### EXERCISE PROMPT
Copy out all of the following lines, requests included, multiplying each coordinate in the answers by 2.2 and rounding to the nearest whole number, with halves rounded up.

Lines excerpted from a collection
* * *

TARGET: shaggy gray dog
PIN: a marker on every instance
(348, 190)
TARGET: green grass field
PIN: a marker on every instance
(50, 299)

* * *

### WORKED ANSWER
TARGET: shaggy gray dog
PIN: a marker on every instance
(766, 418)
TARGET: green grass field
PIN: a marker on every instance
(110, 658)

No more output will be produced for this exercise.